# What is required
Reproduce the full listing without a single change.
****
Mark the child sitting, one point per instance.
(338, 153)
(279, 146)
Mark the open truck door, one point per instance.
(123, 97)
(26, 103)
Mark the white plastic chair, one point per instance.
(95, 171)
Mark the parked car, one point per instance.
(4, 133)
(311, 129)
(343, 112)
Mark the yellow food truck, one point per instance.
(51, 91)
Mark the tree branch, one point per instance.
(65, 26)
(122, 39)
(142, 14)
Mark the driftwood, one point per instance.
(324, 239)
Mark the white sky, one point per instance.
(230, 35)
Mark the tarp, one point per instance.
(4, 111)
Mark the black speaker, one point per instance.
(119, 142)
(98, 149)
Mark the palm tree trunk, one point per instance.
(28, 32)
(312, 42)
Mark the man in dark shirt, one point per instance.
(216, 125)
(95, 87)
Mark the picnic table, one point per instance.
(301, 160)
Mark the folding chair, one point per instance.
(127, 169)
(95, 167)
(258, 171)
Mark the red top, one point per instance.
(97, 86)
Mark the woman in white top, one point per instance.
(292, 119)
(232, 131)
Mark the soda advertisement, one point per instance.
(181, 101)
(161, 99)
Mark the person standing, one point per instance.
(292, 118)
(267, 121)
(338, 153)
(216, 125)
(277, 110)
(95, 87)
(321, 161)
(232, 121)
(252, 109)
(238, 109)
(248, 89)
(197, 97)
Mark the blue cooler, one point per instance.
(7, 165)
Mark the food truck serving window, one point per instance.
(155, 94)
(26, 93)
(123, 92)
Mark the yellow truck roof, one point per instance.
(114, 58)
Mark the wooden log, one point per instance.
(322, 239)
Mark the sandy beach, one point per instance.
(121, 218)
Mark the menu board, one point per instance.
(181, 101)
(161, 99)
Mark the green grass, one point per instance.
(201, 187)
****
# Response below
Mark the child sitting, one point per instance.
(338, 153)
(279, 146)
Mark the open truck door, one point per instance.
(123, 97)
(26, 103)
Mark the white plastic chair, one point per instance.
(95, 171)
Mark the parked car, one point per instance.
(4, 133)
(311, 129)
(343, 112)
Mark the yellow food truck, one point per instance.
(51, 91)
Mark the tree branch, one point per instance.
(65, 26)
(122, 39)
(142, 14)
Mark the driftwood, one point per instance.
(324, 239)
Mark the white sky, one point per instance.
(230, 35)
Mark the tarp, one point per instance.
(4, 111)
Mark the black speaker, one point per instance.
(119, 142)
(98, 149)
Mark the palm tree trunk, one point per instance.
(28, 32)
(312, 42)
Mark the man in dark shirt, one point per instance.
(216, 125)
(95, 87)
Mark the picnic table, one point per instance.
(301, 160)
Mark the folding chair, one point per instance.
(127, 169)
(95, 167)
(258, 171)
Mark the red top, one point per instance.
(97, 86)
Mark the woman in white top, one point per instance.
(292, 119)
(232, 131)
Mark the soda advertisement, one point per instance.
(181, 101)
(161, 99)
Mark the person standing, one point per instance.
(292, 118)
(267, 121)
(338, 153)
(216, 125)
(277, 110)
(95, 87)
(321, 161)
(232, 121)
(252, 109)
(238, 109)
(248, 89)
(197, 97)
Mark the blue cooler, one point per instance.
(7, 165)
Mark the food truck serving window, one point per instance.
(155, 94)
(26, 93)
(123, 92)
Mark the yellow truck roof, one point per instance.
(114, 58)
Mark the wooden log, one point per instance.
(322, 239)
Mark the sandy beach, one point per instance.
(121, 218)
Mark the menu board, one point per instance.
(181, 101)
(161, 99)
Mark the green grass, one point per instance.
(201, 187)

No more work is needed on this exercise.